━━━ Data

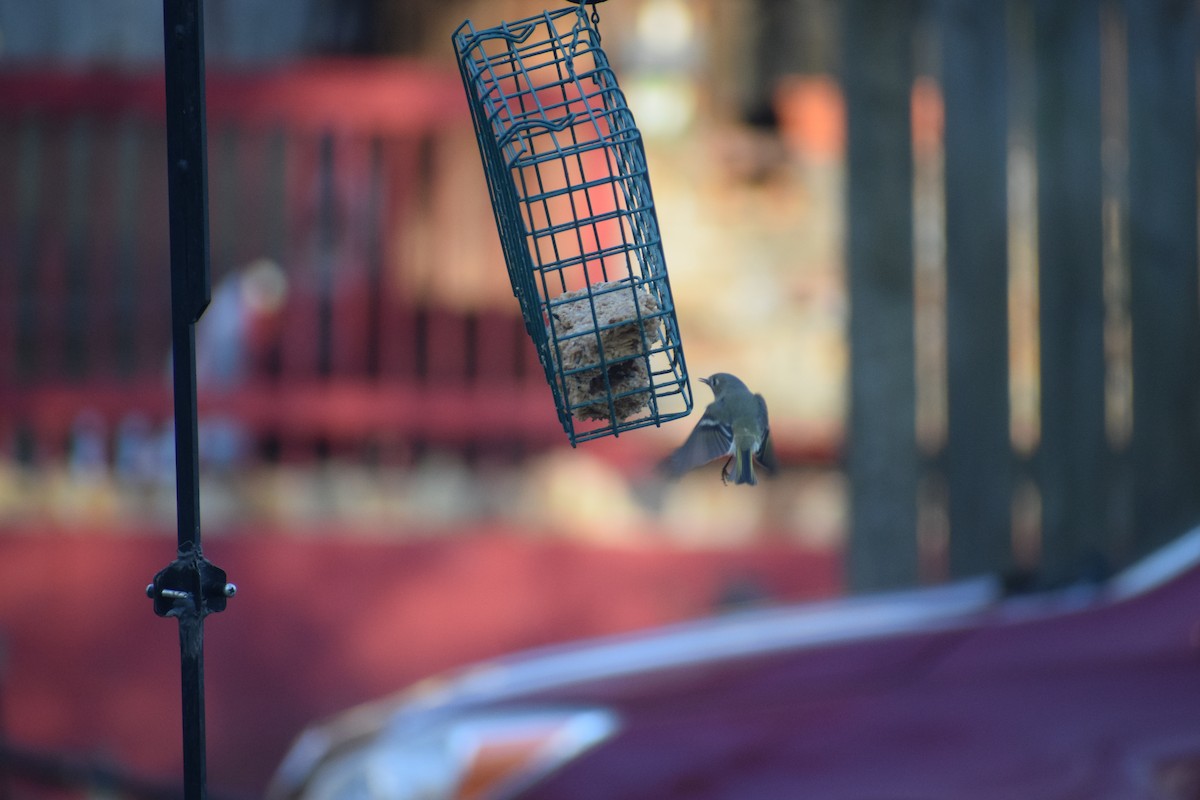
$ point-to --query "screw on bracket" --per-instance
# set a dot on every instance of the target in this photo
(190, 576)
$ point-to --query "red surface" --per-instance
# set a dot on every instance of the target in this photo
(318, 624)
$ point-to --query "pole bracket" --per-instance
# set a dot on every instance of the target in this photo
(191, 576)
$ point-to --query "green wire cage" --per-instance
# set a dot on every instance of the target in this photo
(567, 173)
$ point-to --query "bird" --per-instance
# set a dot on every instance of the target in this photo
(733, 425)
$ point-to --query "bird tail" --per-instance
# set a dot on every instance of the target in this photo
(743, 467)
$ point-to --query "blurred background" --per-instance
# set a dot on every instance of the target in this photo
(953, 244)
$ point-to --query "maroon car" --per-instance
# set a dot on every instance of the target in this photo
(1090, 691)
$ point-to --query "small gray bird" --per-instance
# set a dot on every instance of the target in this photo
(733, 425)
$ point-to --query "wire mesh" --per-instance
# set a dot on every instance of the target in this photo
(570, 190)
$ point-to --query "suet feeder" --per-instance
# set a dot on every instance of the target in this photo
(567, 174)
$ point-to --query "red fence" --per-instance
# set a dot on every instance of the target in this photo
(345, 175)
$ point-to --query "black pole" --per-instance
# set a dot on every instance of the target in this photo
(191, 587)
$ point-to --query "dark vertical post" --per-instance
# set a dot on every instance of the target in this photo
(978, 452)
(882, 461)
(190, 587)
(1073, 459)
(1164, 293)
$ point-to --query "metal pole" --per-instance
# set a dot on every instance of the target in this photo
(191, 587)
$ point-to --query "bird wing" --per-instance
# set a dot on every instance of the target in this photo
(708, 440)
(766, 453)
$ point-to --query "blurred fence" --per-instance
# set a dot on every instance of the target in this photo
(341, 320)
(1025, 328)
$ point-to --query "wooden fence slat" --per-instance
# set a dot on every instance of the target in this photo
(1073, 459)
(1164, 292)
(978, 451)
(881, 458)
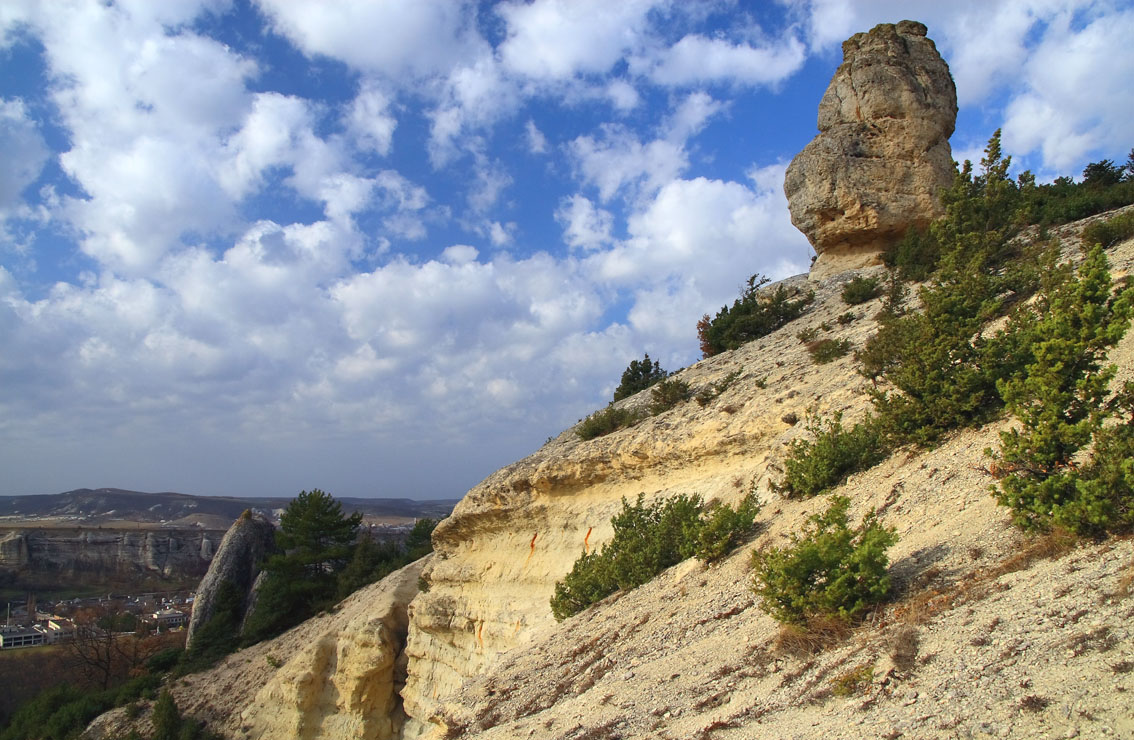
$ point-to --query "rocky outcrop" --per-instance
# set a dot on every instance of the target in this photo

━━━━━━

Required task
Output the data exactly. Pictures don't belong in the result.

Exercise answer
$ point-to --query "screw on bracket" --per-instance
# set a dot on every instance of the target in this photo
(190, 576)
$ point-to --query "red surface" --per-instance
# set a dot on every instance of the target in this photo
(318, 624)
$ point-to --query "pole bracket" --per-instance
# set a dot on every instance of the target in this photo
(191, 576)
$ point-to --query "green wire cage" --per-instance
# set a dot on every instance of the target in this photo
(567, 173)
$ point-to --query "bird" --per-instance
# set a dot on every instance of the target in this photo
(733, 425)
$ point-to --query "bird tail" --per-instance
# set a dot on every instance of the target in this photo
(743, 467)
$ point-to --query "blurred background" --per-instance
# set a dot on every instance of the target in this photo
(953, 244)
$ point-to --query "maroon car" --per-instance
# set a dot on every instance of the target in this photo
(1090, 691)
$ point-to --query "small gray bird" --per-instance
# set a dot on every instance of the target in this photo
(733, 425)
$ point-to --query "wire mesh" --per-instance
# set a dot on every instance of the target in this photo
(570, 190)
$ point-to --query "suet feeder" --per-instance
# set a dot on every instance of the target in this photo
(567, 174)
$ point-to --query "red fence" --per-instance
# set a dot on every instance of the target in this photo
(345, 175)
$ point-to --query "black pole" --per-instance
# set a dot on every instance of the target in this photo
(191, 587)
$ point-to --query "dark vertical post" --per-instance
# set a dot on every instance of the target in this photo
(978, 452)
(882, 461)
(190, 587)
(1073, 459)
(1164, 293)
$ point-to --query "metal pole" --per-instance
# set a dot on every instance of the target in this photo
(191, 587)
$ point-to --query "bird wing" --per-instance
# set a dot on every instance of the target in this photo
(708, 440)
(766, 453)
$ point-to --query "blurred fence" --per-instance
# set a dot on every instance of the target in this photo
(341, 320)
(1025, 328)
$ point-to --query "wooden fence slat" --per-instance
# set a dot on every instance of the target in this photo
(1073, 459)
(1164, 292)
(978, 451)
(881, 458)
$ point-to --query "rocky outcrop" --per-instance
# set a dot on every instance of the target in this photo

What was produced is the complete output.